EXERCISE MATERIALS section start

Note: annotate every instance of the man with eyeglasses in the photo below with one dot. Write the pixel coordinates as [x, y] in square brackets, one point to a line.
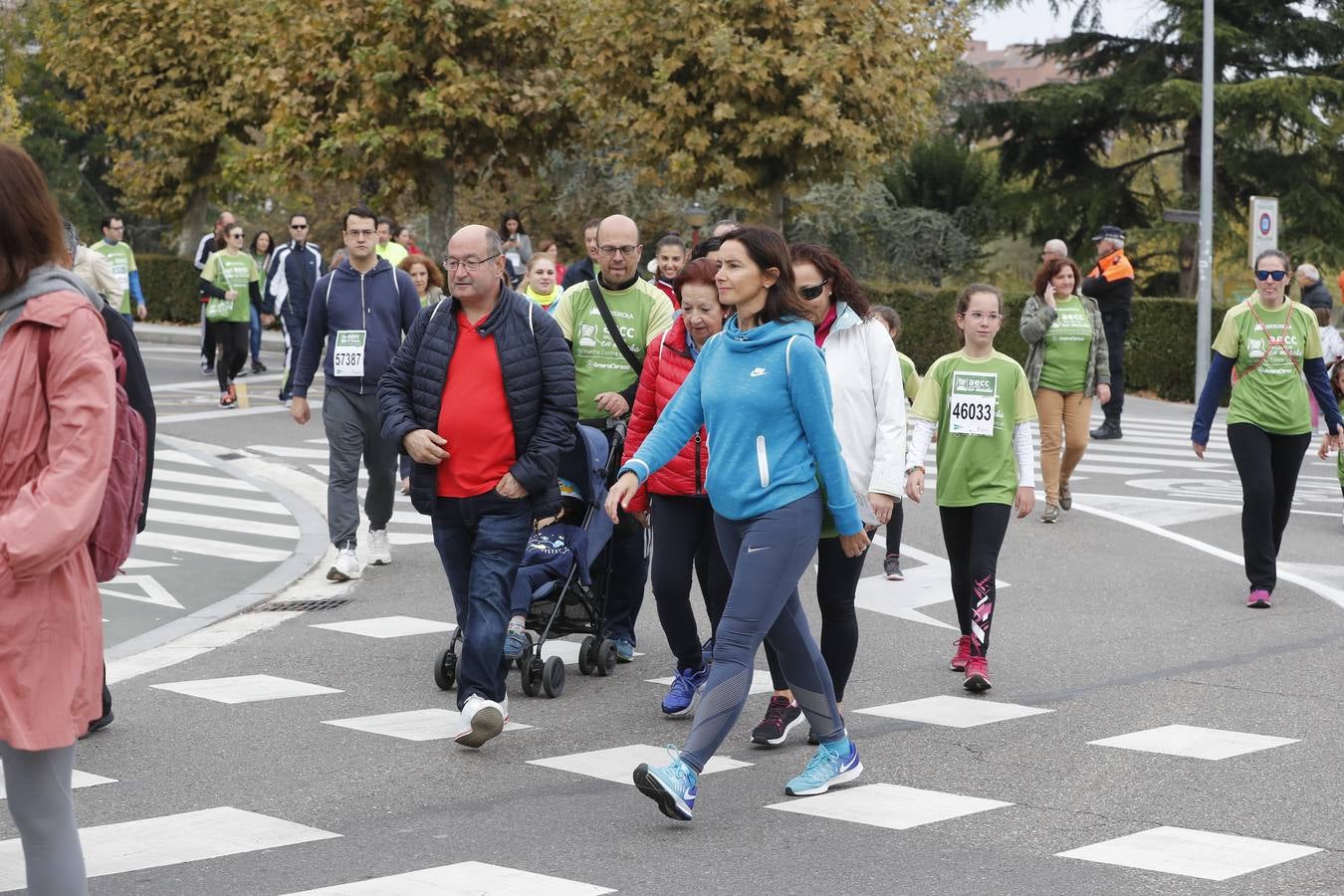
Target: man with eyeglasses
[204, 249]
[1112, 284]
[122, 262]
[357, 312]
[481, 396]
[295, 269]
[607, 323]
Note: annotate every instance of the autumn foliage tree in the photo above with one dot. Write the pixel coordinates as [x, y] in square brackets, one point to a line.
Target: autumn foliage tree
[413, 101]
[761, 99]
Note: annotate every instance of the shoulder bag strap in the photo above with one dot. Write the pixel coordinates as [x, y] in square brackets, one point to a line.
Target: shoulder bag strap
[636, 364]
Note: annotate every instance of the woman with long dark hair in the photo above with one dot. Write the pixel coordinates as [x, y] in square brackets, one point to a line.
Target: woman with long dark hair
[763, 392]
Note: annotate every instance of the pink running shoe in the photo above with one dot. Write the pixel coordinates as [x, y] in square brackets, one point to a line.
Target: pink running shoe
[959, 660]
[978, 675]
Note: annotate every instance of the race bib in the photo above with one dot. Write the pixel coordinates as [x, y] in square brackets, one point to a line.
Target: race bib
[348, 357]
[972, 403]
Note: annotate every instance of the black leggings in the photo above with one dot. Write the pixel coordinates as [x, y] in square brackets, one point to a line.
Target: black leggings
[1267, 466]
[894, 526]
[233, 350]
[684, 537]
[974, 538]
[837, 579]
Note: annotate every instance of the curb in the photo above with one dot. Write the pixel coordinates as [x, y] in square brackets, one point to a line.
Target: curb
[308, 554]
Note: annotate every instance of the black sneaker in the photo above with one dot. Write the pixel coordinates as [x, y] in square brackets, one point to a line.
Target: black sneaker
[780, 719]
[891, 565]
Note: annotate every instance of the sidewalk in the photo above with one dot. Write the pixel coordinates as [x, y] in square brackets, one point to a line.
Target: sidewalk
[190, 335]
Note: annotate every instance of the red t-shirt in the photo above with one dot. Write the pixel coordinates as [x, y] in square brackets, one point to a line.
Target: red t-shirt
[473, 416]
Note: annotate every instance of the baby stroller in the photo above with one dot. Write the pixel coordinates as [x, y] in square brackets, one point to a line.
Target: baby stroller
[567, 606]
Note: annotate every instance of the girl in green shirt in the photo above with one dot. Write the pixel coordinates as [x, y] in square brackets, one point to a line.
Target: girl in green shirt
[979, 403]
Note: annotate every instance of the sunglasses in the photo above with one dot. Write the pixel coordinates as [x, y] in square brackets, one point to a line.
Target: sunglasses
[813, 292]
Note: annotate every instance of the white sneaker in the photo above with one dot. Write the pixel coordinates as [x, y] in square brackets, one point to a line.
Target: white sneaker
[346, 565]
[379, 551]
[481, 720]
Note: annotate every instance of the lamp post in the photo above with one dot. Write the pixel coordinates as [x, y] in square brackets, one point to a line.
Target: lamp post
[696, 216]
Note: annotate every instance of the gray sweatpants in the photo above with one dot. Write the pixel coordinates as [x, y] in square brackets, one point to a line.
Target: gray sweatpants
[767, 557]
[352, 431]
[37, 784]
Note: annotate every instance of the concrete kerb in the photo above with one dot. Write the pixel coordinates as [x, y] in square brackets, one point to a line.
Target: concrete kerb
[308, 555]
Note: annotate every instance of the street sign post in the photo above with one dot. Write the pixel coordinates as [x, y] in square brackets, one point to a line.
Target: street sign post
[1263, 226]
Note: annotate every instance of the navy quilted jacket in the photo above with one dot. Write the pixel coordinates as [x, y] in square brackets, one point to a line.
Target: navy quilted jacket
[538, 380]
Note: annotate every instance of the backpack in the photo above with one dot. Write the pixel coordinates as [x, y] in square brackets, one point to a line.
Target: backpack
[122, 501]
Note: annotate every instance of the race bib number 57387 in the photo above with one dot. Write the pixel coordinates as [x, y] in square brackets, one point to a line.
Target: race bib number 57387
[972, 403]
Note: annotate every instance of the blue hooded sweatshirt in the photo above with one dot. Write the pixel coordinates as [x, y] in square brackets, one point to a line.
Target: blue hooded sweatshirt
[765, 400]
[383, 303]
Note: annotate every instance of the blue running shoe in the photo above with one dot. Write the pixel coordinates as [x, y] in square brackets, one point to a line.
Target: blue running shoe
[684, 692]
[672, 787]
[833, 764]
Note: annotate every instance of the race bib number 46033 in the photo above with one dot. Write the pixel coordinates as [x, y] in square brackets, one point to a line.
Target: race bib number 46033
[972, 403]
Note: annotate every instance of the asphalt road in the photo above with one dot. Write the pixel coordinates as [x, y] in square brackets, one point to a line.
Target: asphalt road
[1126, 617]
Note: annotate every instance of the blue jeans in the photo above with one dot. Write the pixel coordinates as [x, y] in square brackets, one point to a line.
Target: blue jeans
[481, 541]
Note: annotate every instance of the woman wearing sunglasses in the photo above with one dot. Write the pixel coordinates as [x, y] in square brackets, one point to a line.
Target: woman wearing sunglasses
[1263, 348]
[870, 419]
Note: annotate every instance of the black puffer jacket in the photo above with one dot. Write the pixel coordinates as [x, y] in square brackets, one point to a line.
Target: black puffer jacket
[538, 380]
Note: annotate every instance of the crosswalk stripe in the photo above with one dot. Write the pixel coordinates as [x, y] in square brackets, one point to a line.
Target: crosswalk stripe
[227, 524]
[181, 477]
[210, 547]
[204, 499]
[169, 840]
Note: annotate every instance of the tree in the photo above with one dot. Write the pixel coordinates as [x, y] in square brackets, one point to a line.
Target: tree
[183, 85]
[760, 100]
[414, 101]
[1278, 96]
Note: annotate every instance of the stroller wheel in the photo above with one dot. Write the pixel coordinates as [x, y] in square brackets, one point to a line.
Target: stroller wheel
[533, 677]
[587, 656]
[606, 657]
[553, 677]
[445, 669]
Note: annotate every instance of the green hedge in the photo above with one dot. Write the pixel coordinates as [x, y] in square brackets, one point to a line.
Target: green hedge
[169, 285]
[1159, 349]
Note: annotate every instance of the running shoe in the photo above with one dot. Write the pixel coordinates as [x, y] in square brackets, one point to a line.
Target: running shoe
[832, 765]
[672, 786]
[481, 720]
[891, 565]
[780, 719]
[379, 550]
[959, 660]
[515, 641]
[978, 675]
[684, 692]
[345, 567]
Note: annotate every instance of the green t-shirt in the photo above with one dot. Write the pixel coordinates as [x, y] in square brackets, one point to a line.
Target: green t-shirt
[909, 376]
[640, 312]
[231, 272]
[1267, 348]
[121, 261]
[1067, 346]
[975, 403]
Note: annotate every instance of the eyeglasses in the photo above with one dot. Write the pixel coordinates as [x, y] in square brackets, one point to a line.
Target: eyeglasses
[813, 292]
[468, 265]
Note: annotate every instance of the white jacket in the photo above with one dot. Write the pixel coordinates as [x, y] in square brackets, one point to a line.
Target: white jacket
[870, 406]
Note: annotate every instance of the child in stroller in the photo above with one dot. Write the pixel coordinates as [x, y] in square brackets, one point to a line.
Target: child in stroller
[558, 546]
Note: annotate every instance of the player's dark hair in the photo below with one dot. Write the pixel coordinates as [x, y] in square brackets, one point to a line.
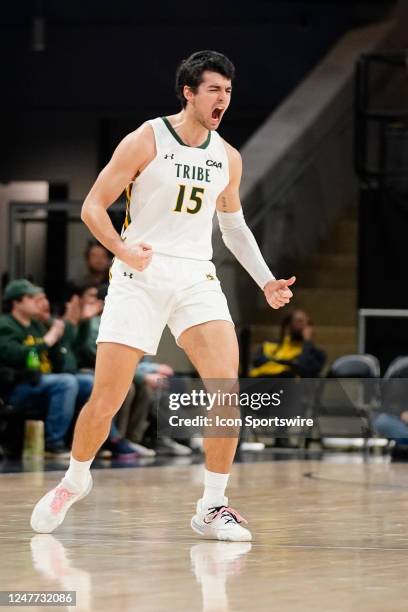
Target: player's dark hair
[190, 71]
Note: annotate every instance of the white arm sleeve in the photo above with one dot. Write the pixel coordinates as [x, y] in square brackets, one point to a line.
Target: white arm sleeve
[239, 239]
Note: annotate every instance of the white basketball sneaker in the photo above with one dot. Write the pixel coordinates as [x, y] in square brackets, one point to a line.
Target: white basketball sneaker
[50, 511]
[220, 523]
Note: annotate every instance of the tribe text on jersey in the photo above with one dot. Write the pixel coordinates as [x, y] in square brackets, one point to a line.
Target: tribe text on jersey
[171, 204]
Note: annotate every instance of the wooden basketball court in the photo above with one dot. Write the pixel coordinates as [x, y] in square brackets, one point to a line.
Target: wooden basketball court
[328, 536]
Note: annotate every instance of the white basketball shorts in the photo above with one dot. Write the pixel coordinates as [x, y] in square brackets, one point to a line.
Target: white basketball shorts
[171, 291]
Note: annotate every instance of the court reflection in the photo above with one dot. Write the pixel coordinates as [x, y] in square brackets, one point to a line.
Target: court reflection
[213, 563]
[50, 559]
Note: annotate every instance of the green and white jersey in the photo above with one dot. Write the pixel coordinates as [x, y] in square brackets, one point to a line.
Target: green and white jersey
[171, 204]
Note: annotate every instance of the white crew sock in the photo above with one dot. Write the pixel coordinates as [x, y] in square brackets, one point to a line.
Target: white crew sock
[77, 474]
[214, 488]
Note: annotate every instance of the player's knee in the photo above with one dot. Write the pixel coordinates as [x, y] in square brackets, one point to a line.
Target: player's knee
[102, 406]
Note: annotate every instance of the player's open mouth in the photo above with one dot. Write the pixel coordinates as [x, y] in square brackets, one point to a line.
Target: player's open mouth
[216, 114]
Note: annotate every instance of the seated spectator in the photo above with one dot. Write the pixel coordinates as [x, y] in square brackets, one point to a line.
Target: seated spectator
[98, 262]
[294, 354]
[65, 359]
[24, 344]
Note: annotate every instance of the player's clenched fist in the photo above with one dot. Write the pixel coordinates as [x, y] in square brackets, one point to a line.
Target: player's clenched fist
[277, 292]
[138, 256]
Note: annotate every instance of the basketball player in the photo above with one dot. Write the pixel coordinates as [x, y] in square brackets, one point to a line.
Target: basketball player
[181, 171]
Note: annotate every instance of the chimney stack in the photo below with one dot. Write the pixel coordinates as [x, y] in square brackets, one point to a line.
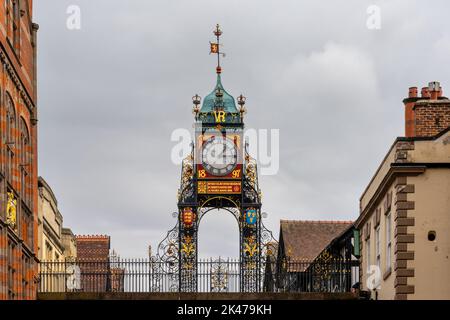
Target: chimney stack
[427, 115]
[435, 90]
[409, 112]
[425, 93]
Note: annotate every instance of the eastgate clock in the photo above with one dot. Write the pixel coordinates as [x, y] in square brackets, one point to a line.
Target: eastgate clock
[219, 156]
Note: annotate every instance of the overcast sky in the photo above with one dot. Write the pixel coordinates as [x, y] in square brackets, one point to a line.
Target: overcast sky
[111, 94]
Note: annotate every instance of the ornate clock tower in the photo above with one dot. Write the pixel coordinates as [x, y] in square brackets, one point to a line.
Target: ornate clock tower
[219, 174]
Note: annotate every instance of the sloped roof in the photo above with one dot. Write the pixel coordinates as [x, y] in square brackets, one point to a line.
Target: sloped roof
[210, 100]
[305, 240]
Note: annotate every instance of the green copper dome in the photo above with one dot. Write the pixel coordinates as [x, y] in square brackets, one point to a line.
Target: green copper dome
[225, 103]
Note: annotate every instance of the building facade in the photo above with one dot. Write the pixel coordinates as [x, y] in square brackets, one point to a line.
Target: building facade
[405, 209]
[316, 256]
[55, 243]
[94, 262]
[18, 151]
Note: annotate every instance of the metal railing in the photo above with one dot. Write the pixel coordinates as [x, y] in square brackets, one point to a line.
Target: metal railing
[220, 275]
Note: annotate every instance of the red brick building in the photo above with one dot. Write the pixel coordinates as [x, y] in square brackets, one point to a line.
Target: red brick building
[18, 151]
[93, 260]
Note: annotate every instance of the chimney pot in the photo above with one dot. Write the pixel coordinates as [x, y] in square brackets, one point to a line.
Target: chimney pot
[425, 92]
[435, 89]
[412, 92]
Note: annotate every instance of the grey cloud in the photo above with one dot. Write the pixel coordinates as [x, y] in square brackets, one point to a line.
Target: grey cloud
[111, 94]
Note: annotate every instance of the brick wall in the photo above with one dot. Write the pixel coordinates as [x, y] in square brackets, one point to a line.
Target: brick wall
[18, 155]
[95, 269]
[431, 118]
[427, 115]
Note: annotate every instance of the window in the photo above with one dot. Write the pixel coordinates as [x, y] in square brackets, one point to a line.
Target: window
[11, 271]
[9, 20]
[13, 23]
[49, 251]
[368, 262]
[25, 162]
[16, 25]
[388, 242]
[10, 132]
[377, 246]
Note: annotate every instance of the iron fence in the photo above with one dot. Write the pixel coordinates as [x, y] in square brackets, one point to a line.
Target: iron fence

EXERCISE MATERIALS section end

# THE PROBLEM:
Please transcribe only the lines in the records above running from the line that has "Target: chimney pot" through the line that has "Note: annotate every instance of the iron", both included, exactly as they appear.

# SOLVED EXERCISE:
Target: chimney pot
[425, 92]
[435, 89]
[412, 92]
Note: annotate every instance of the grey cloud in the photo above with one dot. Write the pixel coordinates as [x, y] in square brackets, one point to a line.
Target: grey cloud
[111, 94]
Note: annotate every instance of the brick wall in the photo above with one dot. Write the pixel coordinates as [x, y] in square brackets, one point to a line.
Target: brick wall
[18, 155]
[95, 269]
[431, 118]
[427, 115]
Note: annotate every instance of the window in the photo above with one dot. Write the pixel coordinates as [x, y] in square brackets, one point to a line.
Target: window
[11, 271]
[9, 20]
[13, 23]
[49, 251]
[368, 262]
[25, 162]
[16, 25]
[388, 242]
[10, 132]
[377, 246]
Note: annotate every instance of the iron fence in the photo above with one dot. Write the pixel coordinates as [x, y] in square brackets, one point to a line.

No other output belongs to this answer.